FRAGMENTO SELECCIONADO ::
^^^^
En 1884 publica À rebours (Al revés o Contra natura, en español). Zola se muestra escéptico, decepcionado quizás, pero no hay ruptura abierta con el maestro del naturalismo. Huysmans escribe la obra cumbre del decadentismo, inventa a Des Esseintes, al héroe más antinatural, neurótico y artificioso de la literatura moderna, sin que deje de ser, para la crítica de su tiempo, naturalista y alumno favorito de Zola.
TERCERA CUADRATURA
El decadente, refinado, blasfemo Huysmans se convierte en el hermano Joris Karl de la orden de los benedictinos. En 1891 sale de la prensa Là-bas, la novela del satanismo y de las misas negras, cuyo protagonista Durtal, un alter ego apenas disfrazado de su creador, investiga la historia de Gilles de Rais, mejor conocido como Barba Azul, muerto en la hoguera gracias a una serie de asesinatos ejemplares por su crueldad pura. Criminal sin motivo, sádico siglos antes de Sade, satánico porque, como antiguo compañero de Juana de Arco, se da cuenta de que la santidad no se le concederá, la figura de Gilles de Rais atrae tanto al investigador ficticio como a Huysmans, como al lector moderno familiarizado con la psicología de verdugos nazis y estalinistas, de torturadores en todo el mundo y de todos los colores ideológicos. Barbey dAurevilly, el autor de Las diabólicas, predijo, en una reseña de À rebours, que Huysmans tendría dos opciones para el futuro: el suicidio o el claustro. Con Là-bas parece abrirse un tercer abismo posible, el de la locura, la psicosis megalómana que desprecia la vida de los otros, enfermedad padecida por una gama vasta de artistas y escritores, aunque no necesariamente maten, ni descuarticen
Huysmans escoge el claustro. En 1901, después de un año de noviciado, el escritor diabólico se metamorfosea en monje. En realidad, la opción escogida implica a la vez el suicidio y la psicosis: la muerte como artista y la lucha con sus propios fantasmas, con fantasías eróticas e imágenes de un catolicismo medieval que se autoflagela y quema a los herejes para salvarlos de las llamas eternas, lo que le hace pensar en ser un escogido, es decir, en ser más que los otros y, por ende, con el "derecho" de menospreciar al otro y disponer de su existencia.
Huysmans sigue escribiendo. La Catedral aparece en 1898, los Tres primitivos, que incluye un estudio sobre Grünewald, en 1904; mas ya no logra transmitir la fuerza creativa de la duda a sus lectores, del vivir en los extremos que, lo sabe la Biblia, son dignos de ser vividos, sólo ellos, nada de mediocridad, nada de acomodarse entre los polos opuestos.
^^^^
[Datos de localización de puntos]
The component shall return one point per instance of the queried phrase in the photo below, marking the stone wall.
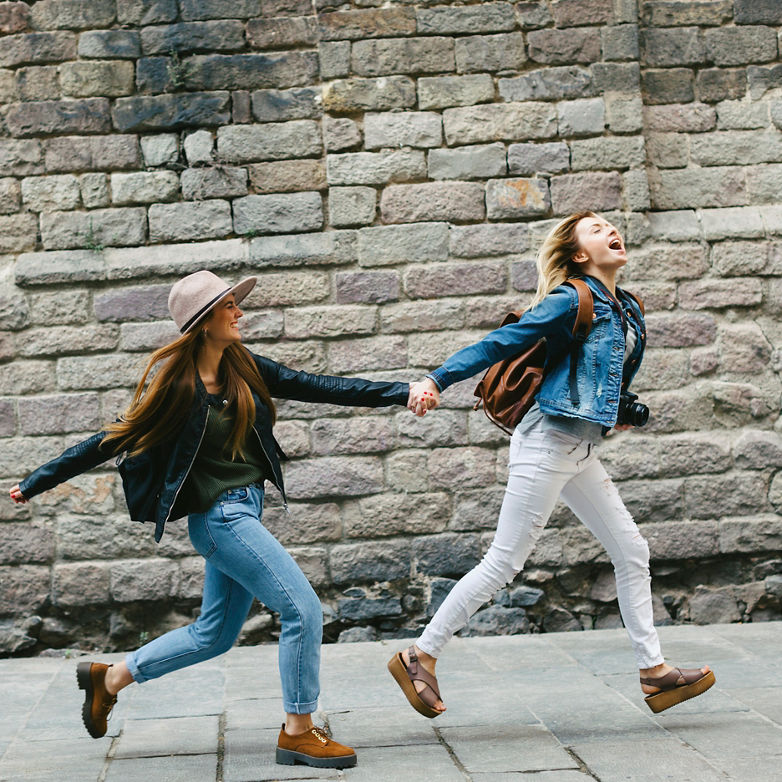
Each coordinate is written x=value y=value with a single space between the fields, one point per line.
x=388 y=169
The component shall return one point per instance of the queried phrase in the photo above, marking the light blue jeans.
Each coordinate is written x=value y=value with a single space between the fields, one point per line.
x=243 y=560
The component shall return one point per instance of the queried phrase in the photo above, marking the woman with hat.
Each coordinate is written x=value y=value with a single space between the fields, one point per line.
x=197 y=441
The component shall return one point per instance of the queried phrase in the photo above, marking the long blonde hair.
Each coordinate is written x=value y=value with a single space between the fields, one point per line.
x=555 y=257
x=158 y=412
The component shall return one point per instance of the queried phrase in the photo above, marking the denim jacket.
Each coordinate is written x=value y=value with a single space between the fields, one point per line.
x=152 y=480
x=600 y=372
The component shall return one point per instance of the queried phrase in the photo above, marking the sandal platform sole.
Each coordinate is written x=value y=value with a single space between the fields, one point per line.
x=664 y=700
x=397 y=669
x=287 y=757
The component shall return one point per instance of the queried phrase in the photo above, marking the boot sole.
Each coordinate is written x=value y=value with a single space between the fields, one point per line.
x=664 y=700
x=84 y=681
x=287 y=757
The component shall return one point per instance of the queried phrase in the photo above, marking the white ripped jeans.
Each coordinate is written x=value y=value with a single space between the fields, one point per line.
x=545 y=465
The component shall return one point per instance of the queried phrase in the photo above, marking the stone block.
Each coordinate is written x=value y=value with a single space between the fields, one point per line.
x=448 y=201
x=398 y=129
x=516 y=198
x=349 y=206
x=499 y=121
x=90 y=115
x=581 y=117
x=669 y=85
x=569 y=81
x=471 y=162
x=97 y=228
x=558 y=47
x=438 y=92
x=480 y=53
x=391 y=245
x=368 y=23
x=386 y=56
x=34 y=48
x=741 y=45
x=168 y=112
x=45 y=194
x=272 y=141
x=85 y=153
x=344 y=96
x=281 y=105
x=375 y=168
x=597 y=191
x=189 y=221
x=278 y=213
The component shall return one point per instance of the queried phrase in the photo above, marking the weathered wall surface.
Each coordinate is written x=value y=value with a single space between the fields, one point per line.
^^^^
TAREA DE TRABAJO 1 :: Según el fragmento sobre Huysmans, ¿en qué año sale de la prensa Là-bas?
TAREA DE TRABAJO 2 :: Prosigue el fragmento sobre Huysmans a partir de su última oración.

RESPUESTA 1 :: En 1891.

RESPUESTA 2 ::
Huysmans muere el 12 de mayo de 1907, después de sufrir los dolores de un cáncer agresivo. Soportar paciente y resignadamente la enfermedad final, dirían los que quieren ver en el novelista a un santo frustrado, a un Saúl transformado en Paul. Éstos olvidan que la religiosidad de Huysmans nunca dejó de ser medieval, que la vecindad entre la fe y la duda, entre las creencias espirituales y un decadentismo muy material, perturban aun al hermano Joris Karl. No olvida las enseñanzas de los pintores: de Grünewald, Moreau y Redon, de sus antepasados holandeses. El reino de Dios es de este mundo y se manifiesta en el lodo y el crimen. La espiritualidad del Bautista no atrae, pero sí su cabeza presentada, yaciendo sobre un plato, a una lasciva Salomé bailando desnuda ante el poder mundano de Herodes. No hay trascendencia que pueda alejarnos de este mundo. Grünewald había pintado el dilema: las visiones, la revelación, no importa si gnóstica o puramente ingenua, se presentan en colores brillantes y sensuales, inasequibles para el pincel o la pluma, irreales, no existentes por ende.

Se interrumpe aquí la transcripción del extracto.